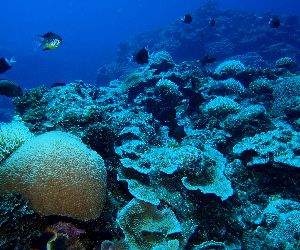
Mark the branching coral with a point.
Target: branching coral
(12, 136)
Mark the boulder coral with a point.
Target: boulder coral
(58, 174)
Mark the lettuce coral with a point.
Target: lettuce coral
(147, 227)
(58, 174)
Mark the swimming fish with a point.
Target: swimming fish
(9, 88)
(206, 59)
(57, 84)
(6, 64)
(50, 41)
(187, 19)
(274, 22)
(212, 22)
(141, 57)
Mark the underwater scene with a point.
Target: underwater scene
(150, 125)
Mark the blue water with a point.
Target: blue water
(91, 31)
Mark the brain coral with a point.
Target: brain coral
(58, 174)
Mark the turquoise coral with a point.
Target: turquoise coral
(12, 136)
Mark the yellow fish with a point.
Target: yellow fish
(50, 41)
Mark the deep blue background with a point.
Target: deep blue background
(91, 30)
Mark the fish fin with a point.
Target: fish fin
(11, 61)
(39, 44)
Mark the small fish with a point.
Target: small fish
(57, 84)
(6, 64)
(141, 57)
(274, 22)
(50, 41)
(212, 22)
(206, 59)
(187, 19)
(9, 88)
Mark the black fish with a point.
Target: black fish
(142, 56)
(9, 88)
(57, 84)
(187, 18)
(274, 22)
(50, 41)
(212, 22)
(207, 59)
(6, 64)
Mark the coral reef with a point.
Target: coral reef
(146, 227)
(58, 174)
(12, 136)
(196, 157)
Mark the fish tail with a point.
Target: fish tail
(39, 44)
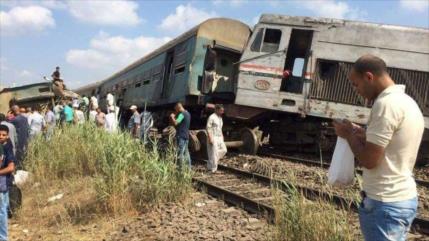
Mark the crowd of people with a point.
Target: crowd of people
(386, 149)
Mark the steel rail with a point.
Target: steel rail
(419, 224)
(325, 165)
(235, 199)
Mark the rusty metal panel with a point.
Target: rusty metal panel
(331, 84)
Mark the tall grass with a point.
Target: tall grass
(298, 219)
(123, 173)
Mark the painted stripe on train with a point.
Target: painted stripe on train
(261, 68)
(261, 74)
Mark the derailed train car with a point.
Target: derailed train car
(286, 80)
(318, 53)
(180, 69)
(32, 95)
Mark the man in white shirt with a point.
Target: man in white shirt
(36, 122)
(79, 117)
(387, 151)
(50, 122)
(216, 147)
(12, 131)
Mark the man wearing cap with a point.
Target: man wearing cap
(181, 119)
(134, 122)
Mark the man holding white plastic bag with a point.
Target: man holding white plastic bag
(387, 152)
(216, 147)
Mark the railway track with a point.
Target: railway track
(252, 192)
(325, 165)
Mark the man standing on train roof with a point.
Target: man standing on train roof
(181, 119)
(56, 74)
(216, 147)
(387, 151)
(68, 113)
(134, 122)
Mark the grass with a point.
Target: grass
(122, 174)
(298, 219)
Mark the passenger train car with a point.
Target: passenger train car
(176, 71)
(286, 79)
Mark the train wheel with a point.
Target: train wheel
(250, 141)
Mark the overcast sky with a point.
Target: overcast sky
(90, 40)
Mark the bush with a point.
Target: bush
(124, 174)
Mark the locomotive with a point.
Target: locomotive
(281, 83)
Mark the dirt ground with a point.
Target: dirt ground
(200, 217)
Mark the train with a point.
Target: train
(33, 95)
(281, 82)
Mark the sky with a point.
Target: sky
(92, 39)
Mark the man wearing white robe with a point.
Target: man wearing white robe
(216, 147)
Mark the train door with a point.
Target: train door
(297, 57)
(167, 79)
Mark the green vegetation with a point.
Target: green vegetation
(124, 175)
(300, 219)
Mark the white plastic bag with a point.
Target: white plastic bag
(341, 172)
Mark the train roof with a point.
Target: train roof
(24, 87)
(229, 33)
(310, 21)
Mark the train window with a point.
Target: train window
(156, 77)
(256, 45)
(271, 40)
(298, 66)
(179, 70)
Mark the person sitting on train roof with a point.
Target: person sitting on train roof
(181, 119)
(387, 151)
(56, 79)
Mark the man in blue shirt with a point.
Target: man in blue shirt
(7, 167)
(181, 119)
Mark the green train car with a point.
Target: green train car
(197, 67)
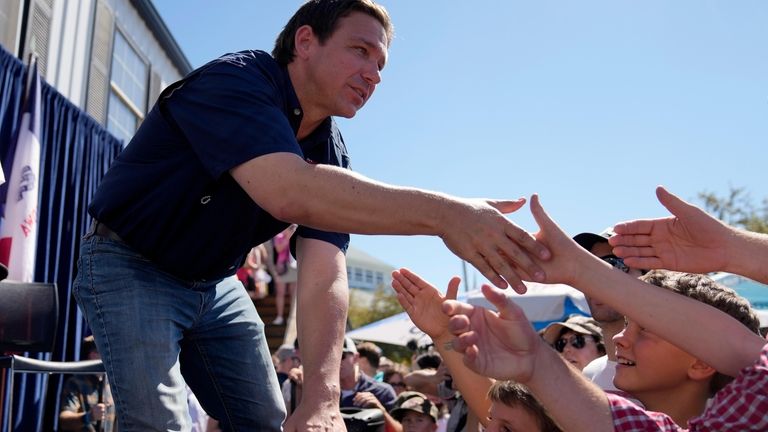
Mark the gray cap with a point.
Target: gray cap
(414, 401)
(577, 323)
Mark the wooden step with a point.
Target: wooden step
(267, 310)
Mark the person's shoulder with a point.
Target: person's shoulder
(595, 366)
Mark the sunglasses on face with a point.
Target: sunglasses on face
(616, 262)
(577, 341)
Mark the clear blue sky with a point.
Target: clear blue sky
(591, 103)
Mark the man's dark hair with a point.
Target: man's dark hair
(371, 352)
(517, 395)
(429, 360)
(705, 290)
(323, 17)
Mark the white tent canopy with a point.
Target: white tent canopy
(542, 304)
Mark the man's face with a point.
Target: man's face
(600, 312)
(503, 418)
(414, 421)
(579, 357)
(343, 72)
(647, 364)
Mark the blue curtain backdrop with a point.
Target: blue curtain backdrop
(75, 153)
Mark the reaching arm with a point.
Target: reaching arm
(322, 304)
(423, 303)
(690, 240)
(335, 199)
(504, 346)
(716, 338)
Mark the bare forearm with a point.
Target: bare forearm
(473, 387)
(689, 324)
(569, 398)
(335, 199)
(322, 312)
(748, 255)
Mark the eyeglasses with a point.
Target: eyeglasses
(577, 341)
(616, 262)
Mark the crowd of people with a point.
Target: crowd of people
(685, 354)
(253, 134)
(271, 264)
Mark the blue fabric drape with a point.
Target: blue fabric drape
(75, 153)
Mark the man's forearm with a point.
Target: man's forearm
(321, 313)
(570, 399)
(473, 387)
(748, 255)
(336, 199)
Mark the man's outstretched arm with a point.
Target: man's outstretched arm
(716, 338)
(336, 199)
(322, 313)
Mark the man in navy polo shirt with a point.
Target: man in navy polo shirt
(226, 159)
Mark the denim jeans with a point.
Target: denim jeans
(155, 332)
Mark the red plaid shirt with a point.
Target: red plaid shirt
(741, 406)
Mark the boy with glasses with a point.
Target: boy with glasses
(579, 340)
(502, 346)
(602, 369)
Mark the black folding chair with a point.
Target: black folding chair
(29, 316)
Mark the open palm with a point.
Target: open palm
(500, 345)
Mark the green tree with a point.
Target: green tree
(737, 209)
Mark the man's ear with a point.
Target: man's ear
(303, 40)
(700, 370)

****

What you need to do: Once the line with "Target: white plastic bag" is found above, transcribe each line from it through the line with "Mark the man's dark hair with a point.", exactly, and omit the pictures.

Answer to this problem:
Target: white plastic bag
(341, 172)
Mark the train roof with a point.
Target: train roof
(24, 87)
(229, 33)
(310, 21)
Mark the train window with a point.
Target: train window
(156, 77)
(256, 45)
(271, 40)
(298, 66)
(179, 70)
Mark the person sitting on train roof with a point.
Target: person sitting on train roof
(181, 119)
(387, 151)
(56, 79)
Mark the man in blue shirt with a point.
Target: man in blue shirt
(7, 167)
(181, 119)
Mark the green train car with a point.
Target: green train car
(197, 67)
Mark the gray cap with a point.
Target: gray cap
(414, 401)
(577, 323)
Mark the wooden step with a point.
Target: wooden step
(267, 310)
Mark the person's shoulder with a point.
Target: person's shoulder
(595, 366)
Mark the sunglasses on face with a point.
Target: sunglasses on face
(616, 262)
(577, 341)
Mark the clear blue sky with a point.
Target: clear blue sky
(591, 103)
Mark the man's dark hair with a point.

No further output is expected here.